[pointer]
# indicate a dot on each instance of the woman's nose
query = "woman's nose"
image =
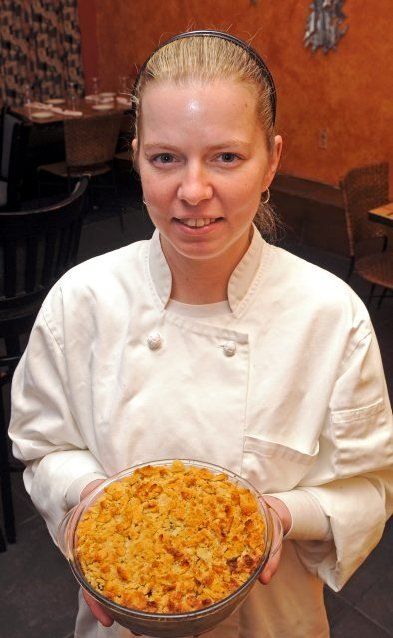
(195, 186)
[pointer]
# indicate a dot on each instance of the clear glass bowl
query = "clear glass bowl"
(169, 625)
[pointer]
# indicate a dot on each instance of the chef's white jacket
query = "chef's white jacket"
(286, 389)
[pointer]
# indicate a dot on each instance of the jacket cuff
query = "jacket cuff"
(78, 485)
(309, 522)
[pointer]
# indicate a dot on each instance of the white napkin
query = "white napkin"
(40, 105)
(73, 113)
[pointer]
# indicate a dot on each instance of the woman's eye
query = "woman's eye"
(163, 158)
(228, 158)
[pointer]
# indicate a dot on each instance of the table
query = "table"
(382, 214)
(83, 105)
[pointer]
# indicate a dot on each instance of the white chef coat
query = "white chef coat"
(287, 390)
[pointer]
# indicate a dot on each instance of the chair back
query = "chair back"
(364, 188)
(13, 143)
(37, 247)
(91, 141)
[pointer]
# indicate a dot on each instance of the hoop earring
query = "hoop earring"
(265, 201)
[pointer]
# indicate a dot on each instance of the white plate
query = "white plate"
(42, 115)
(102, 107)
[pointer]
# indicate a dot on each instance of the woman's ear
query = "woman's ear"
(274, 160)
(134, 146)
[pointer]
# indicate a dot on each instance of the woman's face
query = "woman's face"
(204, 162)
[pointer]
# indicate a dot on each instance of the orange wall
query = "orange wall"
(348, 92)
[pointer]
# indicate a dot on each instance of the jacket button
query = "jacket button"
(154, 341)
(229, 348)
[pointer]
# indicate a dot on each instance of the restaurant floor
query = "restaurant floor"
(38, 592)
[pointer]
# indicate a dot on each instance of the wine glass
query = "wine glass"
(72, 96)
(95, 87)
(27, 96)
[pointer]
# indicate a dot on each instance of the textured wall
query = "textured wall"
(348, 92)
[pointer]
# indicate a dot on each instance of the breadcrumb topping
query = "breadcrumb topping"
(170, 539)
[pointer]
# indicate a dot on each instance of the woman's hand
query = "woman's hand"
(284, 515)
(90, 487)
(96, 609)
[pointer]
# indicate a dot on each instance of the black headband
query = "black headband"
(267, 76)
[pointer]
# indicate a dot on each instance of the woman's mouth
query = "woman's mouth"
(197, 222)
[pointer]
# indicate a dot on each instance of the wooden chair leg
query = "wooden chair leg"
(5, 477)
(370, 295)
(382, 297)
(3, 546)
(351, 267)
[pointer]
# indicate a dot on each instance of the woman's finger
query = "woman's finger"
(274, 559)
(97, 610)
(270, 568)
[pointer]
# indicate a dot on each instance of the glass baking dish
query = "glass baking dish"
(161, 625)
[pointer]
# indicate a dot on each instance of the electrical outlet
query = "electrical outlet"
(323, 138)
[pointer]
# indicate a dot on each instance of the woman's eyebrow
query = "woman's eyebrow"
(230, 143)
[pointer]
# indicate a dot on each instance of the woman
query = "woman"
(209, 343)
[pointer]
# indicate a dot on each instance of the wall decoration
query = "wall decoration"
(324, 25)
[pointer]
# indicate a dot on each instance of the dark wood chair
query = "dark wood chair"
(365, 188)
(90, 145)
(14, 137)
(36, 248)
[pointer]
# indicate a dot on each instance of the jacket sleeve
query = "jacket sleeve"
(45, 434)
(352, 481)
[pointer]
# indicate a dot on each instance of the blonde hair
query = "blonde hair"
(206, 59)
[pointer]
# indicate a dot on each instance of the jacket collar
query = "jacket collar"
(239, 282)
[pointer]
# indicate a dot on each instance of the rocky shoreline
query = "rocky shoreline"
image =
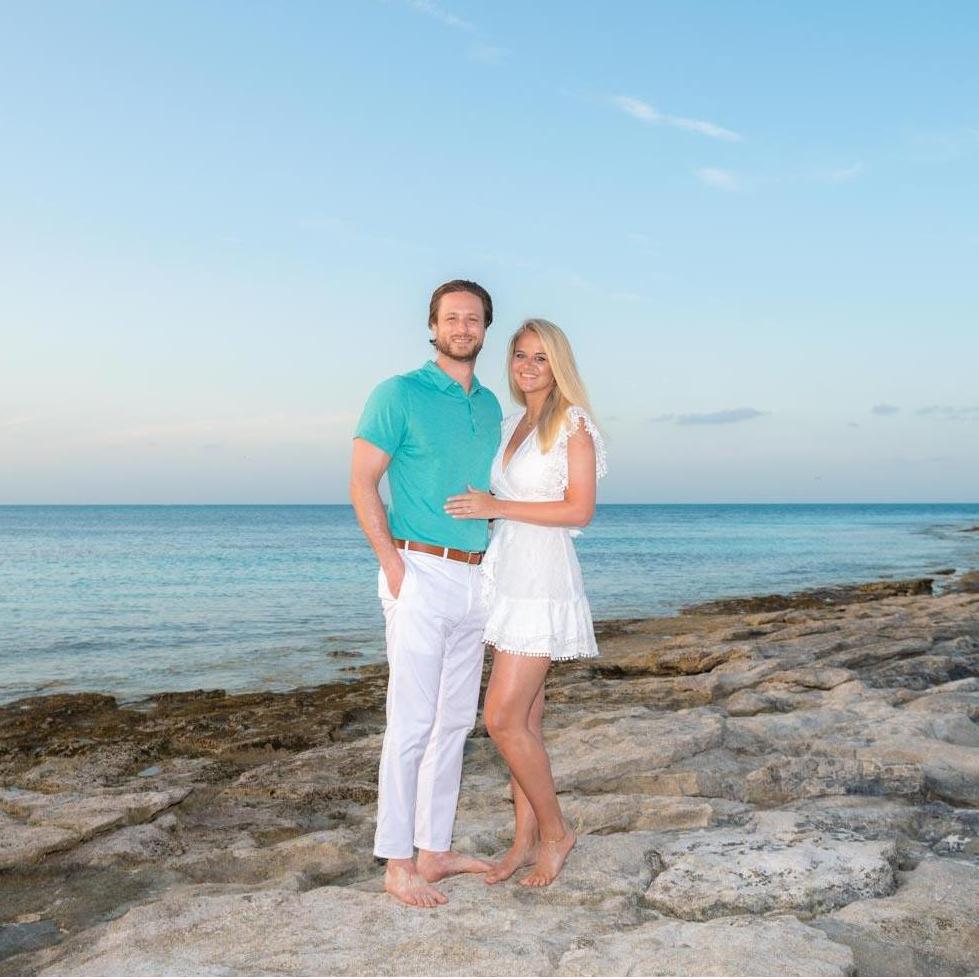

══════════════════════════════

▸ Instructions for the task
How many lines of the listing above contain the string "restaurant"? Give only the number.

▸ Full output
2